## GIVEN INSTRUCTION
Verbatim output of all the material below is required.

Extracted data entries
##############################

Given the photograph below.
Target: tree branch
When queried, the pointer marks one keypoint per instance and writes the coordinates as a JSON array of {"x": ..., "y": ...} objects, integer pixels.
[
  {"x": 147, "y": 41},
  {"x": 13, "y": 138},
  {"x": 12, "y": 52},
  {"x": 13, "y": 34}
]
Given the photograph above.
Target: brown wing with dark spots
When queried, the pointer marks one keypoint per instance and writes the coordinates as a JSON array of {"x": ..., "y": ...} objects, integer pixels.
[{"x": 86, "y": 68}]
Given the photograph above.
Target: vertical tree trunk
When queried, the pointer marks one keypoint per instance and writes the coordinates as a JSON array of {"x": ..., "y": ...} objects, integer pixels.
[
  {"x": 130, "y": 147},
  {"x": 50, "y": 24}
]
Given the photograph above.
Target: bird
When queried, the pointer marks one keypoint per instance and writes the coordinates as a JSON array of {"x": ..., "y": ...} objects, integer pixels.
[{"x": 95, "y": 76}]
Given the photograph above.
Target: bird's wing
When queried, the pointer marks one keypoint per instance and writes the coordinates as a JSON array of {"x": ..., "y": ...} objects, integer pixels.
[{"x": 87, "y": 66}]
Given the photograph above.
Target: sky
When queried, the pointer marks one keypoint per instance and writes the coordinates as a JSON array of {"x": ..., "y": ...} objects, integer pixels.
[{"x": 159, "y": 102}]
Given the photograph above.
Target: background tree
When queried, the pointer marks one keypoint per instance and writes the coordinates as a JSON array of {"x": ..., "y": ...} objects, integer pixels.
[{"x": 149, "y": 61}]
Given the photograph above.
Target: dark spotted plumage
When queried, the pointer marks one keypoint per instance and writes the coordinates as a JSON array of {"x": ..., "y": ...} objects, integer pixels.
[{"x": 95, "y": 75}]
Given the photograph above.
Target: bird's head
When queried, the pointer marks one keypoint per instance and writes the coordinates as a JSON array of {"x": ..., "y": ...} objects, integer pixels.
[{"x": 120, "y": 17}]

##############################

## RESPONSE TO THE EXERCISE
Given the photograph below.
Target: tree branch
When queried, the pointer marks one keypoint per instance and writes the coordinates as a JSON array of {"x": ..., "y": ...} objects, integer pixels.
[
  {"x": 147, "y": 41},
  {"x": 13, "y": 138},
  {"x": 12, "y": 52},
  {"x": 13, "y": 34}
]
Given the photograph above.
Target: brown wing with dark spots
When queried, the pointer marks one keypoint per instance and writes the coordinates as a JSON array of {"x": ..., "y": ...} objects, integer pixels.
[{"x": 86, "y": 68}]
Given the photograph above.
Target: vertical tree trunk
When queried, the pointer marks one keypoint per instance and writes the coordinates as a JSON array of {"x": ..., "y": ...} objects, integer pixels.
[
  {"x": 130, "y": 147},
  {"x": 50, "y": 24}
]
Given the photograph above.
Target: bird
When queried, the pointer marks one keypoint per instance and writes the coordinates as a JSON array of {"x": ..., "y": ...} objects, integer pixels.
[{"x": 95, "y": 76}]
Given the photograph above.
Target: bird's wing
When queried, the pointer marks one keypoint per instance and writes the coordinates as a JSON array of {"x": ..., "y": ...} objects, integer pixels.
[{"x": 87, "y": 66}]
Given the photograph above.
Target: sky
When queried, the pointer marks one keypoint per instance and writes the coordinates as a JSON array of {"x": ..., "y": ...} objects, integer pixels.
[{"x": 159, "y": 102}]
Given the photograph above.
Target: background tree
When queried, the pointer marks one keypoint per instance and writes the coordinates as a JSON array of {"x": ..., "y": ...} objects, integer pixels.
[{"x": 149, "y": 61}]
Given the photograph above.
Target: dark spotted plumage
When queried, the pointer marks one keypoint per instance and writes the coordinates as a JSON array of {"x": ..., "y": ...} objects, integer pixels.
[{"x": 95, "y": 75}]
Given the photograph above.
Target: bird's head
When queried, the pointer marks one keypoint per instance and writes the coordinates as a JSON array of {"x": ..., "y": ...} objects, integer pixels.
[{"x": 120, "y": 17}]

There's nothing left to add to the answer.